Dataset records:
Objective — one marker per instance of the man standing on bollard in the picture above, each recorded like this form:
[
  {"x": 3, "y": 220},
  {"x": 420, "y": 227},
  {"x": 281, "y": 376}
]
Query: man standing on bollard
---
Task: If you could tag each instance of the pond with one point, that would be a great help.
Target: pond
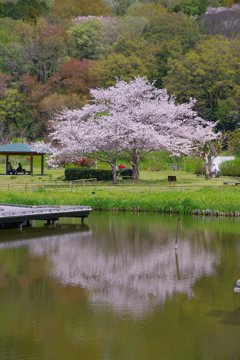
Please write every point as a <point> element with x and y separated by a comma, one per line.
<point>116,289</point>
---
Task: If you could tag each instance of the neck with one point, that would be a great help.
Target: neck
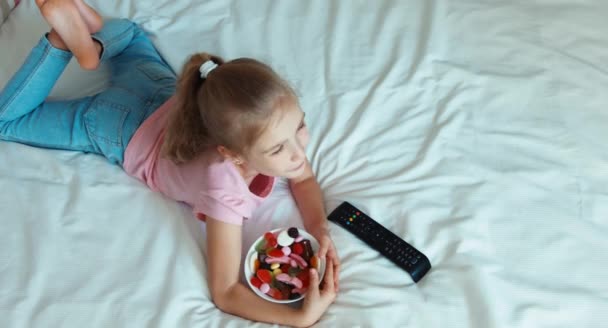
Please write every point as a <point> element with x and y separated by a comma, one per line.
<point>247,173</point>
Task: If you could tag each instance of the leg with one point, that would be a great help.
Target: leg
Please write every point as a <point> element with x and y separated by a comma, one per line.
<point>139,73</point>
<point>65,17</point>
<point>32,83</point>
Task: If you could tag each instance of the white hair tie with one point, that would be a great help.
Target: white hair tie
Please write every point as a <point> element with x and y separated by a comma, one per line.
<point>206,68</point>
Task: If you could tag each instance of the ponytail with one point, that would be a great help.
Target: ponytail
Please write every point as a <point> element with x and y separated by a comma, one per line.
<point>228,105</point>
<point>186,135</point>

Problem statement:
The range runs from the line with "Objective — one" up to and including the line with "Query: man standing on bollard" in the listing above; please write out exactly those lines and nothing more.

Response box:
Objective — one marker per instance of the man standing on bollard in the picture above, each recorded like this form:
[
  {"x": 3, "y": 220},
  {"x": 420, "y": 227},
  {"x": 281, "y": 376}
]
Query: man standing on bollard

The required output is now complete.